→ **What the task requires**
From the records below, print only the part that opens with the line containing "pixel 734 236" and closes with the line containing "Target: shoreline"; omit the pictures.
:: Supplied data
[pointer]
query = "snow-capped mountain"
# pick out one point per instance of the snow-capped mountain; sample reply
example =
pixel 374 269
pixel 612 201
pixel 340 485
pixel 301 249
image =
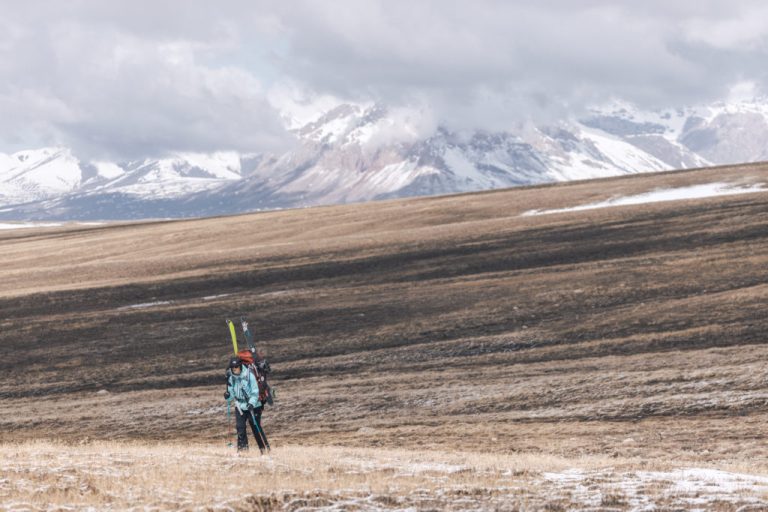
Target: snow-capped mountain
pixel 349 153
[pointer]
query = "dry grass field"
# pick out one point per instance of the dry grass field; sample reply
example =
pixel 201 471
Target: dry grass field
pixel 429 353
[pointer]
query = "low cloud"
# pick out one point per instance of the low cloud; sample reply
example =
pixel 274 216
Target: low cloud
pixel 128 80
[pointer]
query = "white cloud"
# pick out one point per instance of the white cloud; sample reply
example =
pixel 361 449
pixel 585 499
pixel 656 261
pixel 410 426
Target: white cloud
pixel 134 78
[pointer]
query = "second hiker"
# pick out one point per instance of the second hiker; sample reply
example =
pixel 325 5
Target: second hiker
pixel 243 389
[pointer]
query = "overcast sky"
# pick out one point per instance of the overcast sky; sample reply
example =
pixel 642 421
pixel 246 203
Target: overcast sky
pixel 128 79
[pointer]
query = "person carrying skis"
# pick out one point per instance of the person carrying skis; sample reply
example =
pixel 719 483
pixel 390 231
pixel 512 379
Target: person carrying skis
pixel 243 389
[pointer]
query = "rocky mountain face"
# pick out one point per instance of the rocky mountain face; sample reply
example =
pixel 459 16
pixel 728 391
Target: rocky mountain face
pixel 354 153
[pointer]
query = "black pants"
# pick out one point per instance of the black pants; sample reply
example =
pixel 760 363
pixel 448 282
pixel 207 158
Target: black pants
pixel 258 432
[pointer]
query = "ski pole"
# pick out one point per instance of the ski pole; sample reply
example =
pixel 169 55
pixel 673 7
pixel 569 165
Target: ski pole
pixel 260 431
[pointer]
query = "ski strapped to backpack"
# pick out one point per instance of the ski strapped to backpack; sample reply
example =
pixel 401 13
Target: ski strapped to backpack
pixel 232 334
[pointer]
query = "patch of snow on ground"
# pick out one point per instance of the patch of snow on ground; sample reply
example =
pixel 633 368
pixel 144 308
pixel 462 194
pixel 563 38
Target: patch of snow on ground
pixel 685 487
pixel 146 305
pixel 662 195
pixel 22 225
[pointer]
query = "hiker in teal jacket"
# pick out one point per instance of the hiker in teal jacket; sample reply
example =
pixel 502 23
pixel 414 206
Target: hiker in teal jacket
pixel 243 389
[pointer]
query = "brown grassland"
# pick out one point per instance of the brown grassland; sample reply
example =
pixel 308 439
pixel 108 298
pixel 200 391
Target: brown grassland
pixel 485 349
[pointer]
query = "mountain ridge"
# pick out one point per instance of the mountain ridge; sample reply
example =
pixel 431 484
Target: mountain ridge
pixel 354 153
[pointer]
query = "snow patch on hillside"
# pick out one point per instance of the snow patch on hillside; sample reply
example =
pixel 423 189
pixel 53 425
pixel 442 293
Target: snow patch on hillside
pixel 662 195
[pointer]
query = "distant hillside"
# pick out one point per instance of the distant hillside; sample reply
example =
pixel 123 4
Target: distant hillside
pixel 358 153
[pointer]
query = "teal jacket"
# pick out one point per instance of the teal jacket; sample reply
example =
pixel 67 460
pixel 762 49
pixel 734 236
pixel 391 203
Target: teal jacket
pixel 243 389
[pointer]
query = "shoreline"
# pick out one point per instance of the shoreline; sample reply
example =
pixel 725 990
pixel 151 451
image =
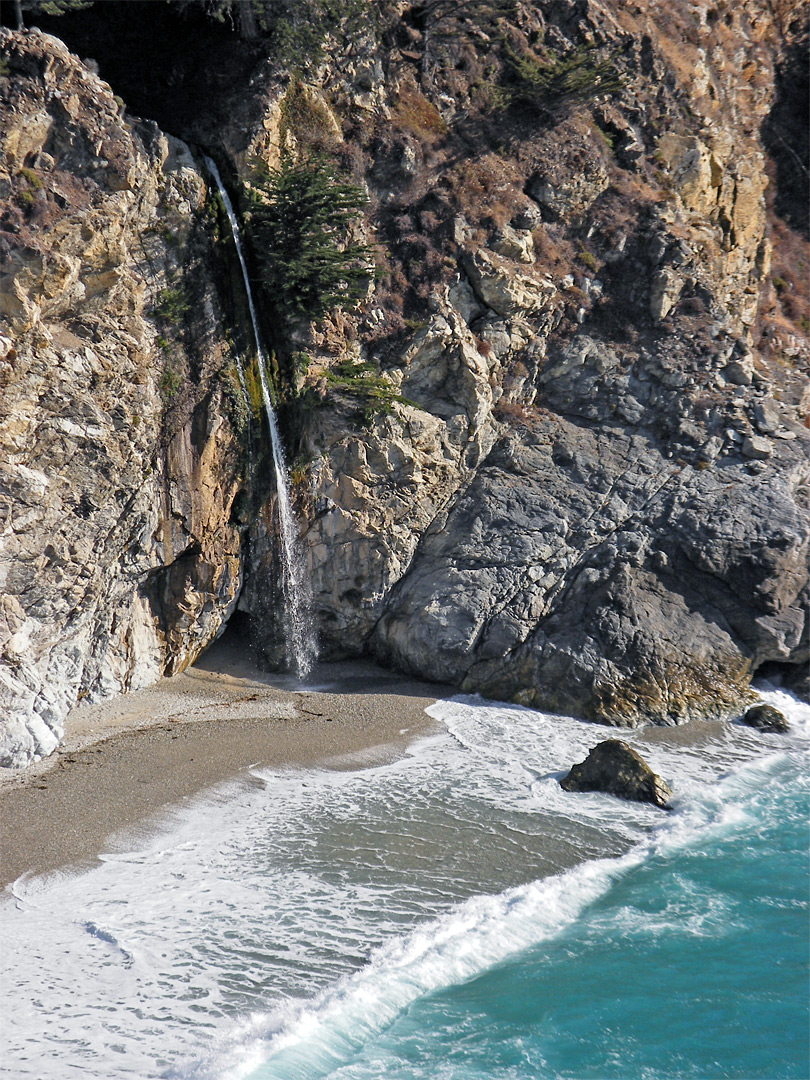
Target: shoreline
::::
:: Supplied data
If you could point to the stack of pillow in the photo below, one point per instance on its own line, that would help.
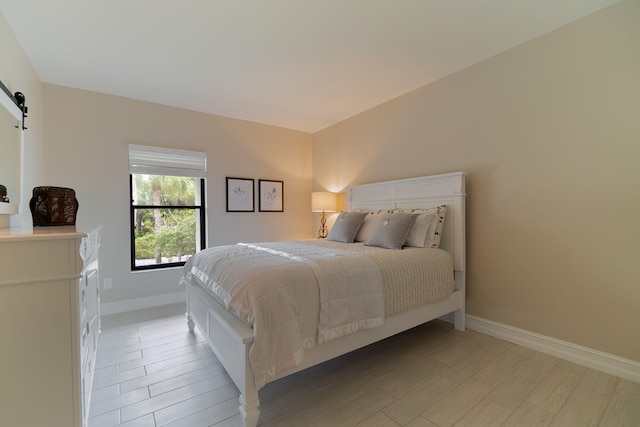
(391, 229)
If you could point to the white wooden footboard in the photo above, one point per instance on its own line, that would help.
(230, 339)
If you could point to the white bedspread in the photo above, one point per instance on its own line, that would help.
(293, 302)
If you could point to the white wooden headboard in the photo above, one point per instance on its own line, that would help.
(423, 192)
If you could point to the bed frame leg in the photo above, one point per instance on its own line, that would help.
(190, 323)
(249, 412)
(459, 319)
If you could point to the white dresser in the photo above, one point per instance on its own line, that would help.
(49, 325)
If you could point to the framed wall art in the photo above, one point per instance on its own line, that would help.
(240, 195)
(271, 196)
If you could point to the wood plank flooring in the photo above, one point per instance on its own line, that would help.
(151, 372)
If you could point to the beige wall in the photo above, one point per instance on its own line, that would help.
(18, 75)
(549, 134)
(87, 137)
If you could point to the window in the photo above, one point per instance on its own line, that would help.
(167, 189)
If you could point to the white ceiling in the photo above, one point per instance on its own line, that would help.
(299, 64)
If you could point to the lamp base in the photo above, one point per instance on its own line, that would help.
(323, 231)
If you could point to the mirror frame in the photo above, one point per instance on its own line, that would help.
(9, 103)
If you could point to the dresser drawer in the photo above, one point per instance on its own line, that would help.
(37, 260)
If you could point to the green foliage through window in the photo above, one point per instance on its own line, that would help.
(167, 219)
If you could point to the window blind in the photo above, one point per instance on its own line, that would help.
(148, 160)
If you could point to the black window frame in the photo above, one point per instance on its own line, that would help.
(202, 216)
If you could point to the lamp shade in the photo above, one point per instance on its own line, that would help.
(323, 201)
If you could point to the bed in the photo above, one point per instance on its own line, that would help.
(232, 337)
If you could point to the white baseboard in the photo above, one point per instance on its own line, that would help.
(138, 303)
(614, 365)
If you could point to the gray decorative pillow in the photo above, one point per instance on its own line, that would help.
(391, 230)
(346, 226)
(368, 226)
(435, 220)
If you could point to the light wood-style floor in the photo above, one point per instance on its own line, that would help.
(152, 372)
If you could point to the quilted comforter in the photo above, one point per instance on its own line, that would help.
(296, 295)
::::
→ **Solution for this task**
pixel 734 236
pixel 391 203
Target: teal jacket
pixel 243 389
[pointer]
query = "shoreline"
# pick out one point per instance of the shoreline; sample reply
example =
pixel 725 990
pixel 151 451
image =
Target: shoreline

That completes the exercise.